Tarefa escrita A: No trecho sobre o paradoxo da tolerância, o que é preciso assumir para que se possa reivindicar o paradoxo de Popper?

Trecho do texto:

Contudo, não obstante o oportunismo algo cínico daqueles que hoje não se envergonham em citar Popper depois de propositadamente desprezar sua obra por décadas, há um transbordamento de sua máxima sobre a tolerância que não só nos salta aos olhos no presente, mas também nos lança à reconstrução de nossas trajetórias passadas.

Tal transbordamento deve-se à possibilidade de entendermos o ‘paradoxo da tolerância’ a partir da sua adaptação ao ‘paradoxo da democracia’, aqui voluntariamente posicionadas — tolerância e democracia — no mesmo lugar relativo.  Ou seja, só é possível reivindicar o paradoxo de Popper quando assumimos que tolerância e democracia são análogas e que, portanto, quando a primeira está em crise, a segunda automaticamente estará.

Dados do exercício:

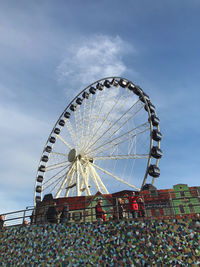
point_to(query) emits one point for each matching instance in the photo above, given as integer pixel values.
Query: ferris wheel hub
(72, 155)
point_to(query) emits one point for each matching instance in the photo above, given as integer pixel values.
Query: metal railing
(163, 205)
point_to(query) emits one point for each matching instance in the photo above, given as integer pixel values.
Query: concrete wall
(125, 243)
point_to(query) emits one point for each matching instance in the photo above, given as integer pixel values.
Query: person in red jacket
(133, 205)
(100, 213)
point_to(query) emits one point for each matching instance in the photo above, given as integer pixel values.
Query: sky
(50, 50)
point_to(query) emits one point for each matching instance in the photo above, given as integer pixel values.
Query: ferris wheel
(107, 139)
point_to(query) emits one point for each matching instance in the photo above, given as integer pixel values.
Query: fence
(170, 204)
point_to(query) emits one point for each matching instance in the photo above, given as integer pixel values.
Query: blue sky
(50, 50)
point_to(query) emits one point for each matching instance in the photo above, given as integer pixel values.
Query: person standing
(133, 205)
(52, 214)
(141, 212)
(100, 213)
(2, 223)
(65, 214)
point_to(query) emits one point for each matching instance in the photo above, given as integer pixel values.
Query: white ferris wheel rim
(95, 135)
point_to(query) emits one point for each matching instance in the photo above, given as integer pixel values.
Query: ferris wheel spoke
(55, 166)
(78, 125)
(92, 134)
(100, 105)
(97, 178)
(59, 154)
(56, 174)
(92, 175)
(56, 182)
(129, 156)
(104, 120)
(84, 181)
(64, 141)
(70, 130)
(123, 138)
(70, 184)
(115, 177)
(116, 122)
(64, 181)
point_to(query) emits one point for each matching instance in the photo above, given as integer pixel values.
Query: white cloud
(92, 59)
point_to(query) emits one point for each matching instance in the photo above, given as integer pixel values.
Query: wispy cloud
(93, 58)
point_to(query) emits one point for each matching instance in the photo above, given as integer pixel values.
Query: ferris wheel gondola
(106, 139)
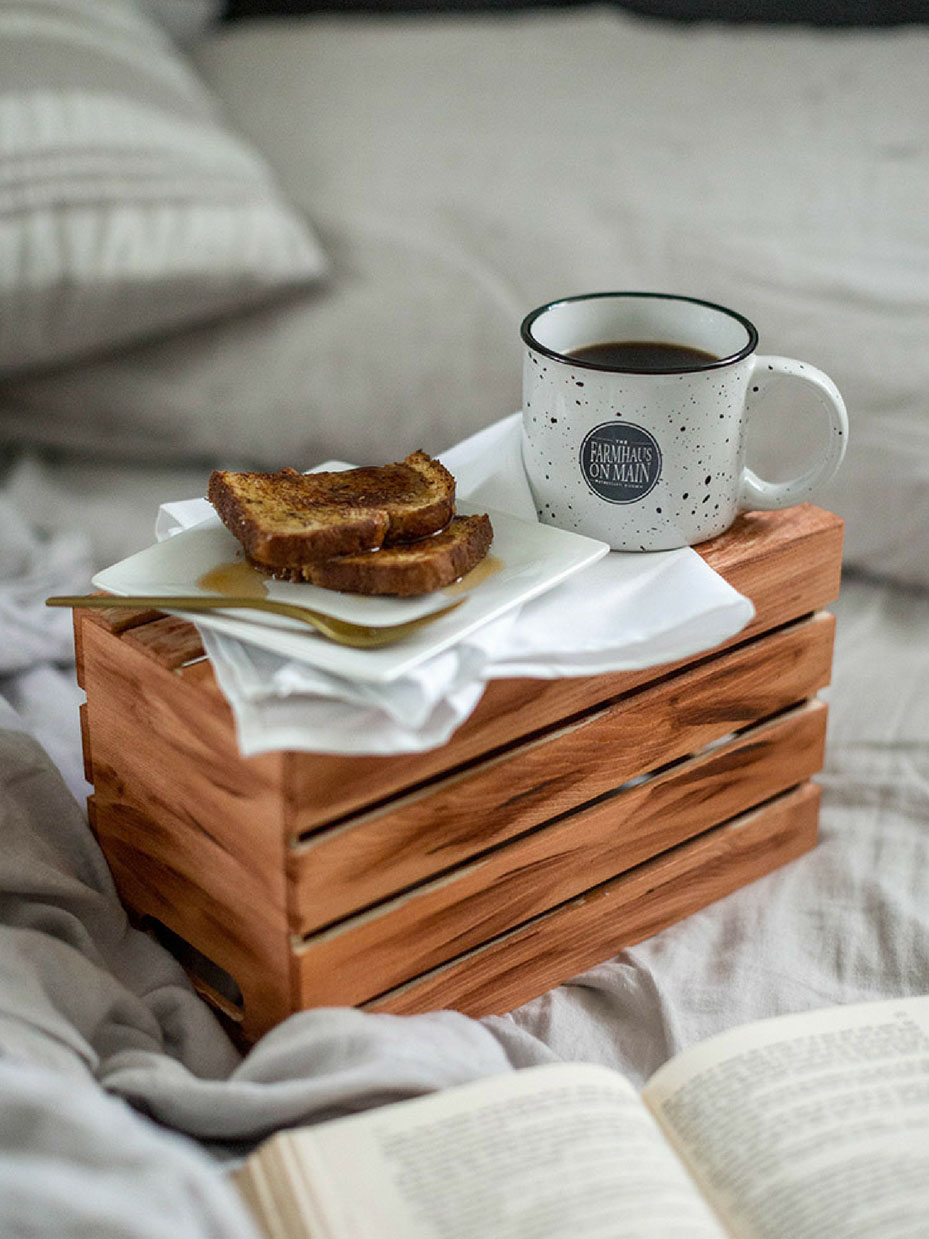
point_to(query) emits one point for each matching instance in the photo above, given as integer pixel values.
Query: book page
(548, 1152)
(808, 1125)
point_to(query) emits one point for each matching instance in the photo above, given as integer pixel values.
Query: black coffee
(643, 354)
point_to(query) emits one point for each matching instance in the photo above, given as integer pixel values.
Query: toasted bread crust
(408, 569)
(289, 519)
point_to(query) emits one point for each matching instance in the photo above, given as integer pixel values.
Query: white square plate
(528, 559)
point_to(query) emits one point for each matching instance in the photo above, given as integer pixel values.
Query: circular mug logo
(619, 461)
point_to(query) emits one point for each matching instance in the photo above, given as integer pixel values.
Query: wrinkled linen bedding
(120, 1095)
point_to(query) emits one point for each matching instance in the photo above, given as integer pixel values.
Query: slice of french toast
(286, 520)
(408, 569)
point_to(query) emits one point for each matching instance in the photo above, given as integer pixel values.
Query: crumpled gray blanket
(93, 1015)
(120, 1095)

Tarefa escrita B: Conte as linhas dos registros que contêm a palavra "person", levando em conta maiúsculas e minúsculas, e informe só o número.

Resolução detalhada A: É preciso assumir que tolerância e democracia são análogas.

Resolução detalhada B: 2